[Fragmentos de datos de anotación de puntos]
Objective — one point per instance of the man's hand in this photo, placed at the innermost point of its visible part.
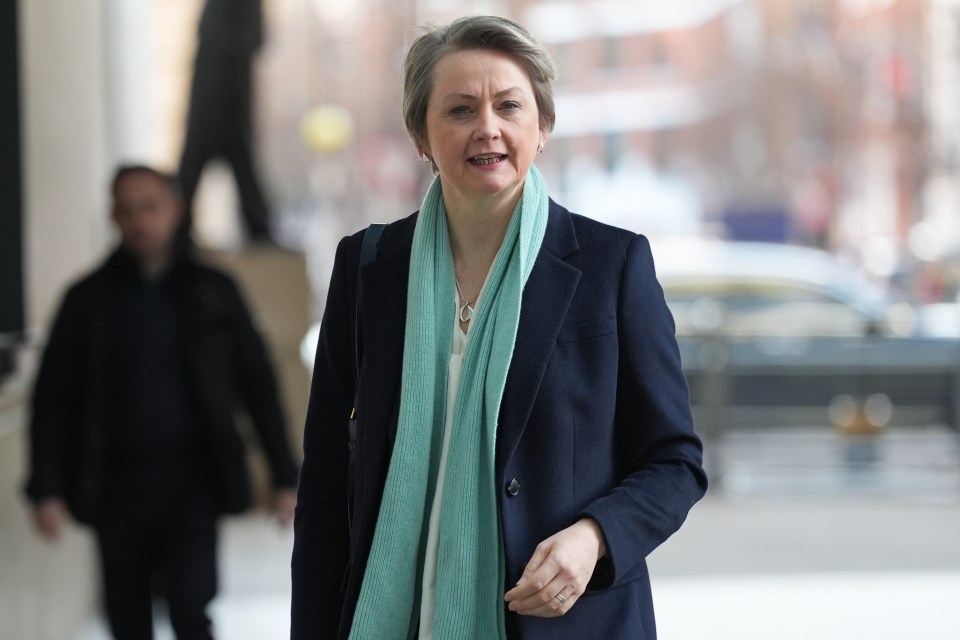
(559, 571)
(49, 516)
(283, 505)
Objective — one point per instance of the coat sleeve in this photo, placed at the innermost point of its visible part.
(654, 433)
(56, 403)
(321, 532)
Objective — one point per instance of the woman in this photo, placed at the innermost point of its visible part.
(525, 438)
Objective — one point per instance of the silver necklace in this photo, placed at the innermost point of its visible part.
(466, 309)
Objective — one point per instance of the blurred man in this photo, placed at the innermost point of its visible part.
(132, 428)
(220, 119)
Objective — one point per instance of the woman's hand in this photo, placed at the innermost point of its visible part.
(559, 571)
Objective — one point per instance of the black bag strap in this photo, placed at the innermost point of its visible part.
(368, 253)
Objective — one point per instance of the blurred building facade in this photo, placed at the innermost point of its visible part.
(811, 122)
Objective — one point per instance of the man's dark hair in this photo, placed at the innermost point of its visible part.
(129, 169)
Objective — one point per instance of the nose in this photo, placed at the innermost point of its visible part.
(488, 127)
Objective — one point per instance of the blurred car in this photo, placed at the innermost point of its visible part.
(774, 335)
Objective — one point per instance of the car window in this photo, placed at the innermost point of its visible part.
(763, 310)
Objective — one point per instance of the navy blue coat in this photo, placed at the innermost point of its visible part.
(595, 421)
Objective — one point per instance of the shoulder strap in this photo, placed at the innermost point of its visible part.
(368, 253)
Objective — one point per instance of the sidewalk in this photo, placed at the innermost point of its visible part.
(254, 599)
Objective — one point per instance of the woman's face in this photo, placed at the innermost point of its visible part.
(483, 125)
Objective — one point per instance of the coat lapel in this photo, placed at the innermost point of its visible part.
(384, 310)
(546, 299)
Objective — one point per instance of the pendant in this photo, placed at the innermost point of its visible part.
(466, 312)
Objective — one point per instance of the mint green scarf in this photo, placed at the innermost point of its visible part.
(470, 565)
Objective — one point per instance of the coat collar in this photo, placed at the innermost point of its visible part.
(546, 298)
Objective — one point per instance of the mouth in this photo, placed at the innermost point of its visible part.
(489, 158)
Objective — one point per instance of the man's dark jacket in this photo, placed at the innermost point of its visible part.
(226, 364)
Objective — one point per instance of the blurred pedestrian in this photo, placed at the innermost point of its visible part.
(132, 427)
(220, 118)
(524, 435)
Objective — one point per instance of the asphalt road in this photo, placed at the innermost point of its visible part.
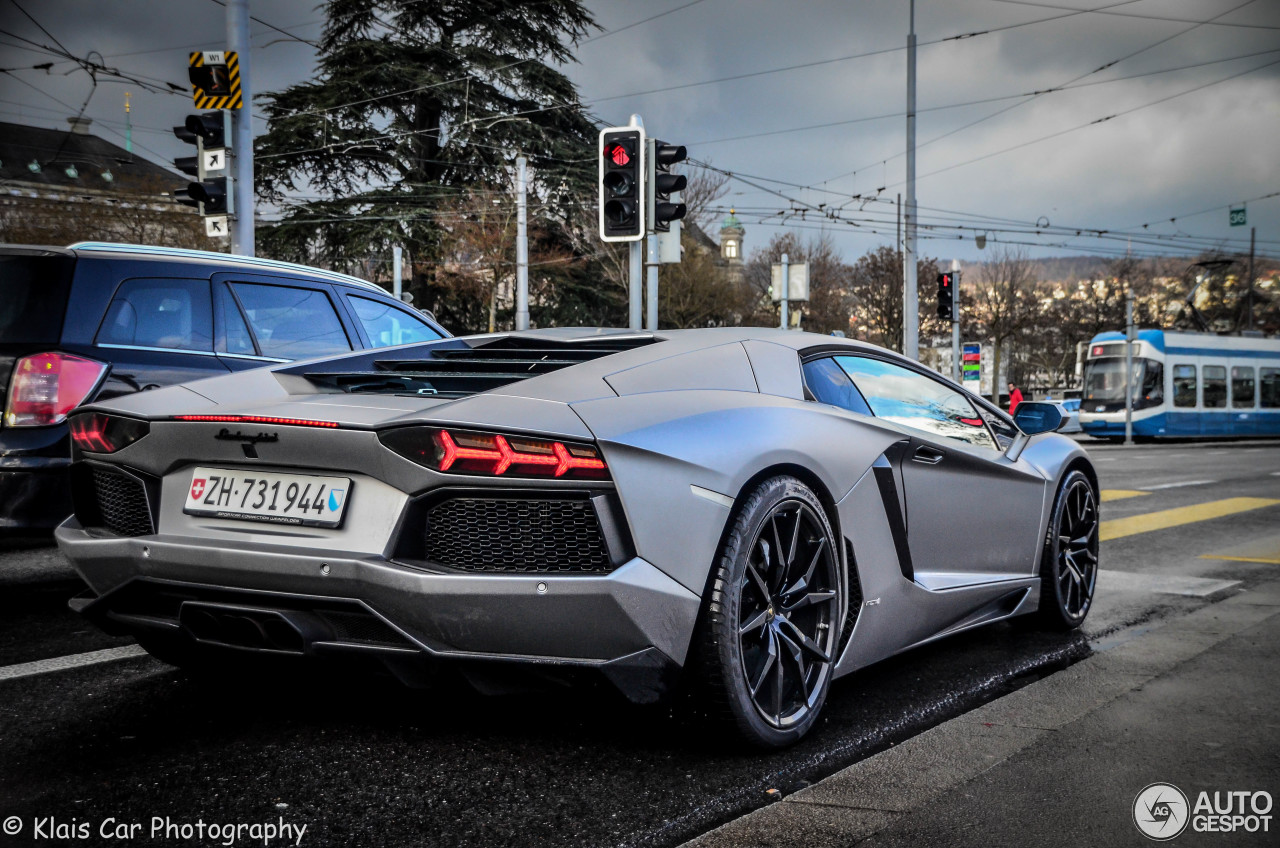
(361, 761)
...
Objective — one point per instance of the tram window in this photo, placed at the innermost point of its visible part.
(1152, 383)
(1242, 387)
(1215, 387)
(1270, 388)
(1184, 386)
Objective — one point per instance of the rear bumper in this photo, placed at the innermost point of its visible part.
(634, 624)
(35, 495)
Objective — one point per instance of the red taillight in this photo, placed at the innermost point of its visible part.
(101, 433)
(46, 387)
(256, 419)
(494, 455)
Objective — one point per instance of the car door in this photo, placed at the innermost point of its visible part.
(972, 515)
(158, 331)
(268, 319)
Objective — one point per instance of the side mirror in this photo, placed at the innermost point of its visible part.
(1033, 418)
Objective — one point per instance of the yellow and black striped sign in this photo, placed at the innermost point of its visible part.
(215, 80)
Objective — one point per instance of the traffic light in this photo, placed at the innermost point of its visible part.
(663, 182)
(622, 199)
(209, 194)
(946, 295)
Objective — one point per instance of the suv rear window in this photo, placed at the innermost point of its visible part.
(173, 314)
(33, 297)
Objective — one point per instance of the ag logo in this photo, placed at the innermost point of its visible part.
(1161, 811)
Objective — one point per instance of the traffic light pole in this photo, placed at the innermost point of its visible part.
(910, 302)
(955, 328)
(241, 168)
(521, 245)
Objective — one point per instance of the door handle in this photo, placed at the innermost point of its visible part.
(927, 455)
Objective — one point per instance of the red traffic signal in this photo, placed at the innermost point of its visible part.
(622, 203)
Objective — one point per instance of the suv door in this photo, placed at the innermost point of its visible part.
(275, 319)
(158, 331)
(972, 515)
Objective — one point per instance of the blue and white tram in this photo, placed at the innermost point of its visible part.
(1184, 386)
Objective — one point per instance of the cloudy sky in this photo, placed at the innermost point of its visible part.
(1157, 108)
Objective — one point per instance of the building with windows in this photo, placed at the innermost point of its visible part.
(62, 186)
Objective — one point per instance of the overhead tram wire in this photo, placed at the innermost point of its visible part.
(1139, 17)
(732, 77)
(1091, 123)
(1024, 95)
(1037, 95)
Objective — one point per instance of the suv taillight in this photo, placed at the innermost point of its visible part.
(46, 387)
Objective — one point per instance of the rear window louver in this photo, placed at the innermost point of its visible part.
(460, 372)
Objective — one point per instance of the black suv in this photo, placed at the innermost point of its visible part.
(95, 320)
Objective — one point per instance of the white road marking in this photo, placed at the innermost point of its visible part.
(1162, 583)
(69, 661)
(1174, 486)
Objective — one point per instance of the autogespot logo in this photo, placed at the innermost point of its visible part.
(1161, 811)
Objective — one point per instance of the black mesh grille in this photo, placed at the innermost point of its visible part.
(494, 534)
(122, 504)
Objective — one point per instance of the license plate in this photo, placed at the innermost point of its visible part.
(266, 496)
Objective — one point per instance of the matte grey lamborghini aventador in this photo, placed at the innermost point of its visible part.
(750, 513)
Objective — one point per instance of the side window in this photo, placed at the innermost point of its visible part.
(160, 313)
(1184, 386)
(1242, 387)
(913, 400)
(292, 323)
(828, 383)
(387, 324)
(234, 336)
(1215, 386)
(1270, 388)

Lo que se pide — Extrae de las entradas, sin alterar nada, las líneas comprendidas entre la que contiene "Objective — one point per instance of the building" y la que contiene "(1174, 486)", ambas incluidas.

Respuesta escrita —
Objective — one point per instance of the building with windows in this photo, placed at the innermost point of its visible part.
(62, 186)
Objective — one point per instance of the overhead tram wire in this photo, placed at the innermost point of its visible part.
(1139, 17)
(732, 77)
(1091, 123)
(1024, 95)
(1037, 95)
Objective — one point per instance of the suv taillight in this photo, placed at the innermost point of its visible part.
(46, 387)
Objective — one point per instance of the rear window louver in this photo, placed at the innermost point of its visible part.
(460, 372)
Objective — one point per instance of the black suv in this photo, placed at the innermost point of its visible part.
(95, 320)
Objective — one point per instance of the white road marking in this photo, placed at the innermost point of its visible part.
(1162, 583)
(69, 661)
(1174, 486)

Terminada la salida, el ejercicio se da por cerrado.